* Your goal:
Rewrite the listing below, changing every "cave opening" to "tunnel entrance" and leaving the rest as it is.

* Material shown:
::::::::
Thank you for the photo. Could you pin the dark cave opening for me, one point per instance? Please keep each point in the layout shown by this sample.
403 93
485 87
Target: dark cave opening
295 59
::::::::
* Result of the exercise:
Thank you for the photo. Could you pin the dark tunnel entrance for me, one point per instance? Please keep each point in the layout shown by this sample.
403 93
485 87
Target: dark tunnel entrance
295 59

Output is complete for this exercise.